Just southeast of Rochester, New York, in the town of Victor, lies Ganondagan (ga·NON·da·gan), the site of a Native American community that was a flourishing, vibrant center for the Seneca people.
Americans everywhere owe a debt to the Seneca people; as one of the six nations comprising the Iroquois Confederacy, their democratic ideals served as an inspiration for the U.S. Constitution. If you're a woman, you may be surprised to learn that the Seneca's matriarchal Society helped inspired the 1848 declaration of sentiments that eventually lead to a woman's right to vote.The Seneca also developed one of the world's most basic and healthy cuisines using natural foods that are still popular today, as are many of the natural medicines they used to treat illnesses. From politics and the environmental movement to food and medicine, the roots of contemporary society can be traced back to this historic site right in Rochester's back yard.
Visit this site where thousands of Seneca lived 300 years ago, tour a full-size replica of a 17th-century Seneca Bark Longhouse, walk miles of self-guided trails, climb the mesa where a huge palisaded granary stored hundreds of thousands of bushels of corn, and learn about the destruction of Ganondagan, Town of Peace, in 1687.
In October 2015, the new Seneca Art and Culture Center opened at Ganondagan fulfilling a 30-year vision of a permanent, year-round interpretive facility to tell the more than 2,000-year-old story of Seneca and Haudenosaunee contributions to art, culture and society.

◇ ◇ ◇ ◇

● ASSIGNMENT A
Retype the stretch of the Ganondagan passage from "Visit this site" through "Peace, in 1687.".
● ASSIGNMENT B
Answer these questions from the Ganondagan passage:
(i) In which town does Ganondagan lie?
(ii) In what year was Ganondagan destroyed?
(iii) In what month and year did the Seneca Art and Culture Center open?

◇ ◇ ◇ ◇

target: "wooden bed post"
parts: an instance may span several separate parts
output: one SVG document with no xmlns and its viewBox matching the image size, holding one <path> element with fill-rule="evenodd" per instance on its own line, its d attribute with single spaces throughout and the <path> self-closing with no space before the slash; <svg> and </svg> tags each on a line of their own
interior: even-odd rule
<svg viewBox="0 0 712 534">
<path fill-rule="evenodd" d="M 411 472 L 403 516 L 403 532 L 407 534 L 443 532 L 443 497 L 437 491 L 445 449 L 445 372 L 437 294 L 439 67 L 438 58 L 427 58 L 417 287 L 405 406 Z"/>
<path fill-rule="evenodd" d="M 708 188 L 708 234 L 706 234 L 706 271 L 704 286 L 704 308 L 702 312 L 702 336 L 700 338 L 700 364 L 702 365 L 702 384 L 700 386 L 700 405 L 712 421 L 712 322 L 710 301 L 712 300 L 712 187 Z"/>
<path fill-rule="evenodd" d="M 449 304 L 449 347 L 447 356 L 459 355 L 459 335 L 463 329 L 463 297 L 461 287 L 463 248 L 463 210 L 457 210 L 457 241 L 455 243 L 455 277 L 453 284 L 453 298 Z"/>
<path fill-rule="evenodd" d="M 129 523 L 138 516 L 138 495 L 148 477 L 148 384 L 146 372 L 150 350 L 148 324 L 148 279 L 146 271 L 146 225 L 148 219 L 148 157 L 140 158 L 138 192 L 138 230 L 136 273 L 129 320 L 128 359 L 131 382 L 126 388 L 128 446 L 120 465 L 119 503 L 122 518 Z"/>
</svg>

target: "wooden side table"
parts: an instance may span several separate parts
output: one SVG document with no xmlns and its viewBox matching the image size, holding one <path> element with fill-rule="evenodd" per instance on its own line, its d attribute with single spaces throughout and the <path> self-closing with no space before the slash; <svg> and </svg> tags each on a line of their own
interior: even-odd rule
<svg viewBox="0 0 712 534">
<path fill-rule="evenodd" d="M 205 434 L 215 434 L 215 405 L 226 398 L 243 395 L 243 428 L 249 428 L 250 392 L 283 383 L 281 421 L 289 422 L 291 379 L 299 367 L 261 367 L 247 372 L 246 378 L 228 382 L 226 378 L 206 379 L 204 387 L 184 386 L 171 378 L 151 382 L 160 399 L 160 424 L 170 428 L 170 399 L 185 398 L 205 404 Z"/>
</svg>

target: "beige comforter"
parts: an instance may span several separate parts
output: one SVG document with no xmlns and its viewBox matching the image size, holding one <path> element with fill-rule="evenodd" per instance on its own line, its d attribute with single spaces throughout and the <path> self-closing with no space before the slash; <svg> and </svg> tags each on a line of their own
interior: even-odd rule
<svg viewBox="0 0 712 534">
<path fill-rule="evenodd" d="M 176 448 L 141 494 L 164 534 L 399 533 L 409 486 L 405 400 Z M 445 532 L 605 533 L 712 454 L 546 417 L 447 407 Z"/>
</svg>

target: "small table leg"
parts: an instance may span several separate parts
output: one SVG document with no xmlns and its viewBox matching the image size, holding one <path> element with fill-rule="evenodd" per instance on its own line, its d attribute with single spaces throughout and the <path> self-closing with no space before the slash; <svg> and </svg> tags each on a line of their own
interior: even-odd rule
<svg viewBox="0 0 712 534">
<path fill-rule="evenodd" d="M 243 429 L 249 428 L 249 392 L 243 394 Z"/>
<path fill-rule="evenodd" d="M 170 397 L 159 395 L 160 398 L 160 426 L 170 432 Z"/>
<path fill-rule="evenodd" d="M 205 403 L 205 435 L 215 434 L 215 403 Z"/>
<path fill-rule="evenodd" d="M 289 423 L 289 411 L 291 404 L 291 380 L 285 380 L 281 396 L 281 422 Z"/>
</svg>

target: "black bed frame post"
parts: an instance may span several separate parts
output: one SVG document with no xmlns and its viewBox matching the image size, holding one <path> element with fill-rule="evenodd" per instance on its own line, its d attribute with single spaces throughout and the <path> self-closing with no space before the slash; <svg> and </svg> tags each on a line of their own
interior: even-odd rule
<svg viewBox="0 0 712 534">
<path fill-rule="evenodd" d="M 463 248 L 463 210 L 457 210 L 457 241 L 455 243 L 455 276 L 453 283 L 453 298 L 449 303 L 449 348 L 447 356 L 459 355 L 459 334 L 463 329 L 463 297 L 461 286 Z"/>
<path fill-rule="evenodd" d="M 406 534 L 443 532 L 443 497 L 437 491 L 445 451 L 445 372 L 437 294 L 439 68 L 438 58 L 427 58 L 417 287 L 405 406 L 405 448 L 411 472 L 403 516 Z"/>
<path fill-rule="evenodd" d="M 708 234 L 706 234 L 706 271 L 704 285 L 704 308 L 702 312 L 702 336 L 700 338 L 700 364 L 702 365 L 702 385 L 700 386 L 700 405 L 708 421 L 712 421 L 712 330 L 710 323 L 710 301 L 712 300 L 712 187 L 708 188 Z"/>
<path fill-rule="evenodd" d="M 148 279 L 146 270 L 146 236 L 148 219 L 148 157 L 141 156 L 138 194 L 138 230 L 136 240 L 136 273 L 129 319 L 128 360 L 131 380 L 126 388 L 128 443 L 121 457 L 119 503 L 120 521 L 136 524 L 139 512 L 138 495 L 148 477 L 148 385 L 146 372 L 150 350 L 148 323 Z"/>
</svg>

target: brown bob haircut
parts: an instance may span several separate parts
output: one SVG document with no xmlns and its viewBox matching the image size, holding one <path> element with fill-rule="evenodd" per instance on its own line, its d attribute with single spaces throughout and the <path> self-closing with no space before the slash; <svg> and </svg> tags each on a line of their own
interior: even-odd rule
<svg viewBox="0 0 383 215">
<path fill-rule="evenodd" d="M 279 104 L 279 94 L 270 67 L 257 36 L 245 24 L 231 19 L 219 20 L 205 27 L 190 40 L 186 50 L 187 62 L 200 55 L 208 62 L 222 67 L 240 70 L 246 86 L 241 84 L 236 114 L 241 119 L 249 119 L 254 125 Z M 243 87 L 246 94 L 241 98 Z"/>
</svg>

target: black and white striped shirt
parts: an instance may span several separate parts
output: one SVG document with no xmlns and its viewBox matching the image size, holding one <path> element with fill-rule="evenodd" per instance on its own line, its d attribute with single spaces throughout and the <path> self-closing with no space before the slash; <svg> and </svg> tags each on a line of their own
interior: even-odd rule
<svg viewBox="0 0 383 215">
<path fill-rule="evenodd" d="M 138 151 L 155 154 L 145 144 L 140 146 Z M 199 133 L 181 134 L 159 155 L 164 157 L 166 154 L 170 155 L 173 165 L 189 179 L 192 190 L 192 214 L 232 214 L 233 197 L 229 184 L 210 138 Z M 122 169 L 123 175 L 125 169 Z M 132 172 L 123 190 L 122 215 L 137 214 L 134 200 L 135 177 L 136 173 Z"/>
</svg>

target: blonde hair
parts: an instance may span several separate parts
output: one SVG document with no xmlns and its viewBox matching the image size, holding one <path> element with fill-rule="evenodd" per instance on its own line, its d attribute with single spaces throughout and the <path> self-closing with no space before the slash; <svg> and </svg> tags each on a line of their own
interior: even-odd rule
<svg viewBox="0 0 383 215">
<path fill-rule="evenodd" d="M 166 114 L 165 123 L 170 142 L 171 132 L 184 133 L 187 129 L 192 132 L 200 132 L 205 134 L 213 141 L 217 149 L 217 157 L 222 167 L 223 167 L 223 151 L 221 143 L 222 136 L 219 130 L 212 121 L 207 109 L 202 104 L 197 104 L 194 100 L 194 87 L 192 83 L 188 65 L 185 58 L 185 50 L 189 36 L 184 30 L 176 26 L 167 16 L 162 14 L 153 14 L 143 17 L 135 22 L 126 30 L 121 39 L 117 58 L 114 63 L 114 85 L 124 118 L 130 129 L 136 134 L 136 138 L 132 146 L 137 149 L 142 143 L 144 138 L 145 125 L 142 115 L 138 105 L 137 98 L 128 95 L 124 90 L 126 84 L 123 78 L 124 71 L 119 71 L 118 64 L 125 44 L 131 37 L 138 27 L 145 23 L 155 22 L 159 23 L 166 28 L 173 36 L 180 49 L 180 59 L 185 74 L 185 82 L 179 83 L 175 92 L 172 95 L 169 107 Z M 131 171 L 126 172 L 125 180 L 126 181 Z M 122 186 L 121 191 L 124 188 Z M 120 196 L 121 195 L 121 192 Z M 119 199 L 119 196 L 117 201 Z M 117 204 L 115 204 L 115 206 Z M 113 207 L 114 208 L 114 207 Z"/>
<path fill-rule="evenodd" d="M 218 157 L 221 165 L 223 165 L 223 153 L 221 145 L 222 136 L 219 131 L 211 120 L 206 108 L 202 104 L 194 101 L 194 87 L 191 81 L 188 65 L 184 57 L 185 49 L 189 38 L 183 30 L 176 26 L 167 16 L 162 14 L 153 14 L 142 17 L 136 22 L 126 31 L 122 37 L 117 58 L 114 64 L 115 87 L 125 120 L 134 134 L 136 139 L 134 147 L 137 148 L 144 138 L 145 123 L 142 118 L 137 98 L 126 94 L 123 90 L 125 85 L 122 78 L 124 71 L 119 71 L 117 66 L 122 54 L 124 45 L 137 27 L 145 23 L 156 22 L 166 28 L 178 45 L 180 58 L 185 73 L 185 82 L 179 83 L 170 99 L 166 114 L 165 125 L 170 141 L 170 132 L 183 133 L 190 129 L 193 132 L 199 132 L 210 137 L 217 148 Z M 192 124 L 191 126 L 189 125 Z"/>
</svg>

◇ ◇ ◇ ◇

● OUTPUT A
Visit this site where thousands of Seneca lived 300 years ago, tour a full-size replica of a 17th-century Seneca Bark Longhouse, walk miles of self-guided trails, climb the mesa where a huge palisaded granary stored hundreds of thousands of bushels of corn, and learn about the destruction of Ganondagan, Town of Peace, in 1687.

● OUTPUT B
(i) Victor, New York
(ii) 1687
(iii) October 2015